EXERCISE GOAL: Please return each record exactly, leaving nothing out.

Natural-language object grounding data
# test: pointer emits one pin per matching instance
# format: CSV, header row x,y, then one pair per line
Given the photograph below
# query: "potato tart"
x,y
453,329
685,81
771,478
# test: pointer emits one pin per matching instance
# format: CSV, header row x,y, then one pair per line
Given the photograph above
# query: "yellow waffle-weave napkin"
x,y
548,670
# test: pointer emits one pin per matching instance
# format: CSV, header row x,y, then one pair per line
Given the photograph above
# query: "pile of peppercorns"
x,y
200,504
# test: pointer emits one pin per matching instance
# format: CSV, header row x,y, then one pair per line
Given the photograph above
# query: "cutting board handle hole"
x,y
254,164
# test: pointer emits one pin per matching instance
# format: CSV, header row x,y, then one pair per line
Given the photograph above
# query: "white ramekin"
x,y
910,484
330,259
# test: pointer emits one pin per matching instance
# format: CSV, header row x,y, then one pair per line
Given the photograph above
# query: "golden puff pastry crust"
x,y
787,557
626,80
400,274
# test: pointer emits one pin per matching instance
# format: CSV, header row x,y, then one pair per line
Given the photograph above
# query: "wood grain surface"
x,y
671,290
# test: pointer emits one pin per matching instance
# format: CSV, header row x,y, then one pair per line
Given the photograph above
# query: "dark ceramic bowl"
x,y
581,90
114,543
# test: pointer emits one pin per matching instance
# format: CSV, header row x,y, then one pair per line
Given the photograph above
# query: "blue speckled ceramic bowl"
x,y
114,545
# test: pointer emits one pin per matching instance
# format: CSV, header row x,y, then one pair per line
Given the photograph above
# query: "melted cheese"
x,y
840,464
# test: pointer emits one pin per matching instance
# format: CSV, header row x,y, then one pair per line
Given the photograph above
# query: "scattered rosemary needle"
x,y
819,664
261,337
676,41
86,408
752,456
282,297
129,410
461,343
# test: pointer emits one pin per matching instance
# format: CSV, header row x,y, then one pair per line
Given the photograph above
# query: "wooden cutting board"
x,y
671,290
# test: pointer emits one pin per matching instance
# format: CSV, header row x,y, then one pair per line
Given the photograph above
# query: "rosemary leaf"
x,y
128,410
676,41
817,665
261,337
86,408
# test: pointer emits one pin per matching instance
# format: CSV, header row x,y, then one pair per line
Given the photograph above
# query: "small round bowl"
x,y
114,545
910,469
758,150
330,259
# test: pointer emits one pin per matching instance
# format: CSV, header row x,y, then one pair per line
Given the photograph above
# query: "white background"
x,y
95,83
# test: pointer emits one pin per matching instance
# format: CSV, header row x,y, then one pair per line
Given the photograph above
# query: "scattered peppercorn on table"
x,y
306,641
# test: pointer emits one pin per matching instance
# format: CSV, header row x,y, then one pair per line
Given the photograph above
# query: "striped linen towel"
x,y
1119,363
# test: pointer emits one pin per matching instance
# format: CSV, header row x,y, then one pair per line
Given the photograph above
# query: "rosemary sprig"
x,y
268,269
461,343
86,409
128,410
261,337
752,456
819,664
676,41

YOUR RESPONSE:
# test: pointer emits one pin per matching instance
# format: CSV, header row x,y, then one pair per line
Given the photograph below
# query: "potato tart"
x,y
453,329
685,81
771,478
# test: pointer emits one pin per matching instance
# format: CSV, header row x,y, then one pair per line
Given the photograph above
# query: "yellow waffle-weave napkin"
x,y
548,670
# test: pointer emits one pin per matching instance
# format: CSV, header row x,y, then one pair per line
Given the photograph above
# query: "pile of peppercorns"
x,y
200,504
# test: pointer emits one pin per matching instance
# format: CSV, header row x,y, then one pair per line
Given the photograph above
# query: "cutting board handle hole"
x,y
254,164
# test: pointer emits one pin per matching instance
# format: CSV, header row x,y, then one pair per line
Given the photograph above
# query: "white ramekin"
x,y
910,484
330,259
# test: pointer emits one pin per matching instance
# format: CSV, header row x,y, then one pair per line
Given the photograph above
# query: "golden puff pastry crust"
x,y
787,557
626,80
400,274
# test: pointer emits one pin per matching instance
# format: CSV, header row x,y, then one pair per line
Given the photograph above
# query: "wood grain surface"
x,y
671,290
# test: pointer emits one pin per matching instance
# format: CSV, header row x,y, then one pair per line
Given the photograph above
# query: "dark ceramic bowl"
x,y
581,90
114,543
# test: pointer emits one pin per matching instance
# format: CSV, header row x,y, then one pair per line
Given the photograph above
# query: "blue speckled ceramic bowl"
x,y
114,545
# test: pointer emits one pin per matching instance
# format: CSV, header row x,y, then one pair per line
Given the photograph above
# query: "melted cheese"
x,y
840,464
# test: pointer emits one pin per matching instance
# format: CSV, header row x,y, then one pair per line
Given the photograph above
# query: "scattered rosemary needle"
x,y
819,664
261,337
676,41
86,408
752,456
282,297
129,410
461,343
# test: pointer emits one pin per matching instance
# format: CSV, header row x,y, then one pair per line
Given the photograph above
# query: "wooden cutting board"
x,y
671,290
# test: pointer emits one pin per matching instance
# format: CSV, header row x,y, then one pair per line
Given the photograph above
# query: "rosemary leaf"
x,y
128,410
676,41
817,665
261,337
86,408
# test: pointer emits one pin per matching instance
# format: CSV, header row x,y, then one pair per line
Given the photograph above
# query: "small round bowl"
x,y
114,545
910,469
758,150
330,259
# test: pointer emits one pin per matching instance
# format: CSV, header row x,y, then one pair per line
Given the photograph above
# query: "white background"
x,y
95,83
# test: pointer emits one pin per matching instance
# format: CSV, header row x,y, then one pair per line
Given the photograph above
# query: "scattered peppercorn on table"
x,y
306,641
# test: pointer emits one pin per matching instance
# format: CSV, header row x,y, then one pair per line
Given the photograph above
# query: "striped linen towel"
x,y
1119,363
# test: pointer emits one pin per matching instance
# format: CSV, header row x,y, then one pair per line
Given the photograph above
# query: "rosemary sprig"
x,y
268,269
461,343
86,409
128,410
261,337
752,456
819,664
676,41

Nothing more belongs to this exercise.